DESCRIPTION OF THE TASK:
Only the lines from the one holding "column 3, row 28." to the final line of the material below belong in the answer, transcribed exactly.

--- RECORDS SHOWN Enclosed Below ---

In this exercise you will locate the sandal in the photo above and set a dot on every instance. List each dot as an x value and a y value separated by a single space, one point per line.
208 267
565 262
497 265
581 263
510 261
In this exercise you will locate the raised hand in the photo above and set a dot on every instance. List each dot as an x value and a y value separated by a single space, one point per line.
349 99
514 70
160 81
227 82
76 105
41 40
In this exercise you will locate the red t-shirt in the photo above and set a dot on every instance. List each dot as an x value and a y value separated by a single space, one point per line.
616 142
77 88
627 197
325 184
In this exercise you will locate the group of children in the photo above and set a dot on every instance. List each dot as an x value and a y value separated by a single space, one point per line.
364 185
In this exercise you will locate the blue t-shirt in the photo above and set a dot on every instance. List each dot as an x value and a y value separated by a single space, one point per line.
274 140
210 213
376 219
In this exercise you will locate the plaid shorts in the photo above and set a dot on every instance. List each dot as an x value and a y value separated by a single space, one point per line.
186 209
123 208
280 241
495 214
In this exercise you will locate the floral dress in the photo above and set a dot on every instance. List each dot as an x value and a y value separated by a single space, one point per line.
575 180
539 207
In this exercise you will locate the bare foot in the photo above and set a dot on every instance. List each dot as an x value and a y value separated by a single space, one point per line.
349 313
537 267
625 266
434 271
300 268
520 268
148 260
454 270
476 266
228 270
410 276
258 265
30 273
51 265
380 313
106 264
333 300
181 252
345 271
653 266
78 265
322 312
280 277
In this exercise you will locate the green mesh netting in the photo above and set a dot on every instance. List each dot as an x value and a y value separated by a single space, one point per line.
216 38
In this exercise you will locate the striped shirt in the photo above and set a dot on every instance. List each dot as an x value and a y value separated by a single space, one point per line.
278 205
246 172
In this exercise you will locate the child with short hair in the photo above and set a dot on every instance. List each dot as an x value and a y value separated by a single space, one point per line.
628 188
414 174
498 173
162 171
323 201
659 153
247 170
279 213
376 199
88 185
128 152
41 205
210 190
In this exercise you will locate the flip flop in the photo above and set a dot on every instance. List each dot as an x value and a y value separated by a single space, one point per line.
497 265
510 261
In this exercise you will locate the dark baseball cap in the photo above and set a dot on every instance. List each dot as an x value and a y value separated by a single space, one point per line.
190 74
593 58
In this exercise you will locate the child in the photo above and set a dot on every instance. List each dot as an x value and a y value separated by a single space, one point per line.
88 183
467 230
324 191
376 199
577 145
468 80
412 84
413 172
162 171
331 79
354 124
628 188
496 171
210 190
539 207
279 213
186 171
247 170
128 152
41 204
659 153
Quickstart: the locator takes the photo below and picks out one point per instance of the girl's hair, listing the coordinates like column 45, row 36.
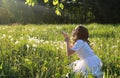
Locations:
column 82, row 33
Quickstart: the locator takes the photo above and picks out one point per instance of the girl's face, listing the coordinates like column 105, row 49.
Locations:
column 74, row 32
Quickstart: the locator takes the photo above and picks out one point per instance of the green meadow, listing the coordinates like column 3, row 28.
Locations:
column 39, row 51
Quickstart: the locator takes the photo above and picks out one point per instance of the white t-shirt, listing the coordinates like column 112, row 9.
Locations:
column 83, row 49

--- End of Enclosed RECORDS SHOWN ---

COMPLETED TASK:
Quickstart: the locator takes the photo above and picks out one point per instance of the green meadow, listing the coordinates like column 3, row 28.
Locations:
column 39, row 51
Quickstart: the locator takes the photo above and picks out one point per instance of the white t-shirt, listing the coordinates like column 112, row 9.
Locations:
column 83, row 49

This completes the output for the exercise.